▸ Selected excerpt
>> Start
Included in property and equipment as of January 30, 2010 are assets held for sale in the amount
of $34.0 million. During fiscal 2009 and 2008, the Company realized gains on the disposal of property
and equipment of $3.2 million and $24.6 million, respectively. During fiscal 2007, the Company realized
losses on the disposal of property and equipment of $1.5 million. During fiscal 2008, we also recorded a
$3.9 million loss related to property damages sustained on one store during Hurricane Ike.
Depreciation expense on property and equipment was $263 million, $284 million and $299 million
for fiscal 2009, 2008 and 2007, respectively.
>> End
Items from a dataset
>> Start
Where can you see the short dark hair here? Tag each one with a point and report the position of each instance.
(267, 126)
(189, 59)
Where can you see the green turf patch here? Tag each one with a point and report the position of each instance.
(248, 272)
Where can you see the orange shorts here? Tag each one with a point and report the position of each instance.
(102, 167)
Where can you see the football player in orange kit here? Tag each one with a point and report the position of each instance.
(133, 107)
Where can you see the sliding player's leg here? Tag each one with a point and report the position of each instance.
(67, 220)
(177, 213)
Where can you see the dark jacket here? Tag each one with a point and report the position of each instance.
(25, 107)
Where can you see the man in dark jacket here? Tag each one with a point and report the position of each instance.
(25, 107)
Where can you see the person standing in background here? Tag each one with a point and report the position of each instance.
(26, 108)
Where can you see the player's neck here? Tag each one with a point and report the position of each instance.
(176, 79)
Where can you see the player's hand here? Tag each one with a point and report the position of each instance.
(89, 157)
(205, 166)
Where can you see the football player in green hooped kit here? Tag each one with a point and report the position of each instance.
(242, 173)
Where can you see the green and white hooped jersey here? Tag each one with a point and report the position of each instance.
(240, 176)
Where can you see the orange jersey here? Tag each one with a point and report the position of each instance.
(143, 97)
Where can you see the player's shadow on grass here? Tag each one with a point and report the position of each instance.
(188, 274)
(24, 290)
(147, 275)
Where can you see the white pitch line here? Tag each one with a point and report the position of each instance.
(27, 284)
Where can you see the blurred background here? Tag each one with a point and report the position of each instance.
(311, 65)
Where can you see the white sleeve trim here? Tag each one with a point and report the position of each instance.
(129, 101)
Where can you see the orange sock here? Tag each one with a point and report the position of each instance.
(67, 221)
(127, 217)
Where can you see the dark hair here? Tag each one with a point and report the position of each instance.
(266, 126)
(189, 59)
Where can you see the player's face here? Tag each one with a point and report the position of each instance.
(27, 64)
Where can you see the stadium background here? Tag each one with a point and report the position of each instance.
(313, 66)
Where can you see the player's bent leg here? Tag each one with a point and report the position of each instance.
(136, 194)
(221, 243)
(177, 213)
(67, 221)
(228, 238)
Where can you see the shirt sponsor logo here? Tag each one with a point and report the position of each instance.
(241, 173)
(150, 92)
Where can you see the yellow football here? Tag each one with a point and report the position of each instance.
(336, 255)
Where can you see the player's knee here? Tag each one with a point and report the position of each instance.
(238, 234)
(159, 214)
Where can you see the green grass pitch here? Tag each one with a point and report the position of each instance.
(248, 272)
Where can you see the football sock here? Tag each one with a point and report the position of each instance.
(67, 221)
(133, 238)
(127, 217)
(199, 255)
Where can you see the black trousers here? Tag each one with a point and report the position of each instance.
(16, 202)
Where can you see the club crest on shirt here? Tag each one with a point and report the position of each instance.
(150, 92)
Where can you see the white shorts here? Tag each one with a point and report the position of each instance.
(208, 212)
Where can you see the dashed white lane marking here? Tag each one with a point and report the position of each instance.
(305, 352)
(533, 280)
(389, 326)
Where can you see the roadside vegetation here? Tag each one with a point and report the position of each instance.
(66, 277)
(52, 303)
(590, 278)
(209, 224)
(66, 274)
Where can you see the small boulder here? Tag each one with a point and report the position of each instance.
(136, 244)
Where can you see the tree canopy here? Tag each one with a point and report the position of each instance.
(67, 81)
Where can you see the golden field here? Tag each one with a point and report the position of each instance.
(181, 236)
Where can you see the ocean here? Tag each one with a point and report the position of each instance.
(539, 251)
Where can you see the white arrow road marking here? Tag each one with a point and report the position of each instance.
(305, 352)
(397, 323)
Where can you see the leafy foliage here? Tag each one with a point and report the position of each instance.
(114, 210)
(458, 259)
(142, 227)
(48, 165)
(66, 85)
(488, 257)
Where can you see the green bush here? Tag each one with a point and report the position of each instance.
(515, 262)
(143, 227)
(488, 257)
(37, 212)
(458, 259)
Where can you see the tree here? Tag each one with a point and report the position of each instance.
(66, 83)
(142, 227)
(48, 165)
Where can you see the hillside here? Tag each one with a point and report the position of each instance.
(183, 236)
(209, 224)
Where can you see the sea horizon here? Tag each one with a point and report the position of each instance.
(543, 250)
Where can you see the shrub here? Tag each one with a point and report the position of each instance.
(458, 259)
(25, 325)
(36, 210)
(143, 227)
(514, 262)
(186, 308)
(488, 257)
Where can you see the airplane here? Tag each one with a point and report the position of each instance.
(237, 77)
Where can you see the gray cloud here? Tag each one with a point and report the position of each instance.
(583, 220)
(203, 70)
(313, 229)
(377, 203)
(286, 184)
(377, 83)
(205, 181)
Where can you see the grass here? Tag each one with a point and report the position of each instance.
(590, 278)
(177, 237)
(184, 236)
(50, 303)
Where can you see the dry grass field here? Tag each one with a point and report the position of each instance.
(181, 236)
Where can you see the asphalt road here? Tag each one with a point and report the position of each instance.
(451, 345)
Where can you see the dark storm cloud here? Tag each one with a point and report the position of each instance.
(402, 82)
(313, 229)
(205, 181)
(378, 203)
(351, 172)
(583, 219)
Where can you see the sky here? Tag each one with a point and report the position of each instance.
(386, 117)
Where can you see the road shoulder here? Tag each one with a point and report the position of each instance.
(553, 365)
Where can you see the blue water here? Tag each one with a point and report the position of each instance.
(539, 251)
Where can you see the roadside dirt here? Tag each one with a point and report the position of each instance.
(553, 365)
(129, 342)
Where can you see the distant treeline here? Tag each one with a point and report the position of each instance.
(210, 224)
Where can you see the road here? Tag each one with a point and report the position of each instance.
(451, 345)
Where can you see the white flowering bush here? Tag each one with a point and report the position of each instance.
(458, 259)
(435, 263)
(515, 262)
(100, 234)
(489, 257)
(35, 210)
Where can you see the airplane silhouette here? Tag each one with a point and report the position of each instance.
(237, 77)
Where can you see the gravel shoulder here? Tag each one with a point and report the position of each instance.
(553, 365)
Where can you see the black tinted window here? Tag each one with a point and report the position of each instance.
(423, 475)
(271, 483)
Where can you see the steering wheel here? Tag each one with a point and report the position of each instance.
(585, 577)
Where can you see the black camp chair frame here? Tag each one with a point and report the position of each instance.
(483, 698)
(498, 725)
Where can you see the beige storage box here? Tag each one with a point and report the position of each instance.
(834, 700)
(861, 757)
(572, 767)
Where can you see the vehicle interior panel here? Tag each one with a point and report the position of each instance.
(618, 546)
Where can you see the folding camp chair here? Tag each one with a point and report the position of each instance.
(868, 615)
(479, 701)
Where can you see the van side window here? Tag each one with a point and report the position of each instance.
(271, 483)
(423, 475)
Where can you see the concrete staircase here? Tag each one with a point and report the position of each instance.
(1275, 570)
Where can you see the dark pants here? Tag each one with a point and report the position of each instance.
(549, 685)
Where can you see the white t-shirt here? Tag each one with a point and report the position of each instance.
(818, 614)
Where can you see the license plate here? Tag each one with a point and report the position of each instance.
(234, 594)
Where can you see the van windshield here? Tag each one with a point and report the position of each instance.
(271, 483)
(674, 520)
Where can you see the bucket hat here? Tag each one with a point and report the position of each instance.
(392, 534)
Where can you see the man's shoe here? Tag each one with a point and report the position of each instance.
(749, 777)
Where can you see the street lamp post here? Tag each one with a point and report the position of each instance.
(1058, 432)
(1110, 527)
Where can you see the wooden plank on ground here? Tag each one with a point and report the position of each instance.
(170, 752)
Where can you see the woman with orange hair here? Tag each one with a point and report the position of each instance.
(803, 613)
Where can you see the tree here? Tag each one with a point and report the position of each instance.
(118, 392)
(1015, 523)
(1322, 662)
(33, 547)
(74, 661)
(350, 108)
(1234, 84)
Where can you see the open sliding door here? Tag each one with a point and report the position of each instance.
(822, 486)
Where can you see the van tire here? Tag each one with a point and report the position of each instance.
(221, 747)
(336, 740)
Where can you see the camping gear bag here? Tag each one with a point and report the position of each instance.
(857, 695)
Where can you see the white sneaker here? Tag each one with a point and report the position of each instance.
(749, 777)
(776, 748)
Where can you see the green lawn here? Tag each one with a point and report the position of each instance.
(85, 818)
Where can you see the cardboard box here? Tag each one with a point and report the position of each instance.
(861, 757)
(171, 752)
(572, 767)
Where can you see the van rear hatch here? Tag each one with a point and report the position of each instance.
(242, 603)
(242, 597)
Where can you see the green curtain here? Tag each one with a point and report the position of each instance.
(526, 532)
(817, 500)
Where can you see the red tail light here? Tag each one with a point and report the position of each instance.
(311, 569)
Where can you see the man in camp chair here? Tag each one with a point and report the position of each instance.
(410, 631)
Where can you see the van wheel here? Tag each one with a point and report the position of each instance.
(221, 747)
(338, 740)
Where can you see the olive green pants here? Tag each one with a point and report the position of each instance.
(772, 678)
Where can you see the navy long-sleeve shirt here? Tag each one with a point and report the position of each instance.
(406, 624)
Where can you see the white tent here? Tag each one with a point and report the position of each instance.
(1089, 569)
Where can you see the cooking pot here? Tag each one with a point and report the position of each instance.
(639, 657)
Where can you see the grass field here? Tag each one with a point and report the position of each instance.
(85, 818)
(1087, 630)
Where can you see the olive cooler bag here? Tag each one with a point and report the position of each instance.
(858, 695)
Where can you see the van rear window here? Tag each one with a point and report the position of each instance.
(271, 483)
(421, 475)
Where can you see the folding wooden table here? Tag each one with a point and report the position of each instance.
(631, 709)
>> End
▸ Instruction
Decide whether each statement below agrees with the property and equipment excerpt, answering yes or no and quoting the words of the excerpt that settle it. 1. The Company realized gains on the disposal of property and equipment during fiscal 2007. 2. A loss related to property damage from Hurricane Ike was recorded during fiscal 2008. 3. Depreciation expense on property and equipment was higher in fiscal 2009 than in fiscal 2007.

▸ Solution to this problem
1. No: "During fiscal 2007, the Company realized losses on the disposal of property and equipment of $1.5 million."
2. Yes: "During fiscal 2008, we also recorded a $3.9 million loss related to property damages sustained on one store during Hurricane Ike."
3. No: "Depreciation expense on property and equipment was $263 million, $284 million and $299 million for fiscal 2009, 2008 and 2007, respectively."